◆ RECORDS SHOWN:

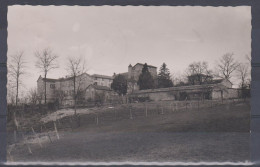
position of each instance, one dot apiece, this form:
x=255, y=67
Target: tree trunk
x=75, y=101
x=17, y=91
x=45, y=88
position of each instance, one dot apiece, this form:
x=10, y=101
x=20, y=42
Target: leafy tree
x=164, y=78
x=146, y=80
x=119, y=84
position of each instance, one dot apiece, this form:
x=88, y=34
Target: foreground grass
x=213, y=134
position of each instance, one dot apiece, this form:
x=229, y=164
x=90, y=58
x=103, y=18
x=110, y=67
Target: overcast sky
x=110, y=38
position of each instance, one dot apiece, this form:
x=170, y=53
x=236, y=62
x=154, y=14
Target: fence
x=51, y=130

◆ AIM OF THE EXERCISE: Rewrite all the records above, replacing every "one dot apiece" with "a single dot each" and leaving everything else unchanged. Omit the pictures from your answer.

◆ ANSWER TO THE EXERCISE:
position of each instance, a single dot each, this form:
x=255, y=67
Target: tree trunk
x=75, y=101
x=17, y=91
x=45, y=88
position of each instance, a single dot each, this form:
x=10, y=101
x=20, y=42
Target: leafy tree
x=164, y=78
x=146, y=80
x=119, y=84
position of each instance, a single dot each, this form:
x=88, y=34
Target: foreground grass
x=213, y=134
position of each instance, a single dot each, this form:
x=229, y=164
x=90, y=58
x=103, y=18
x=110, y=67
Target: overcast sky
x=110, y=38
position of each instance, a single dot each, this form:
x=170, y=53
x=236, y=62
x=154, y=14
Target: fence
x=51, y=130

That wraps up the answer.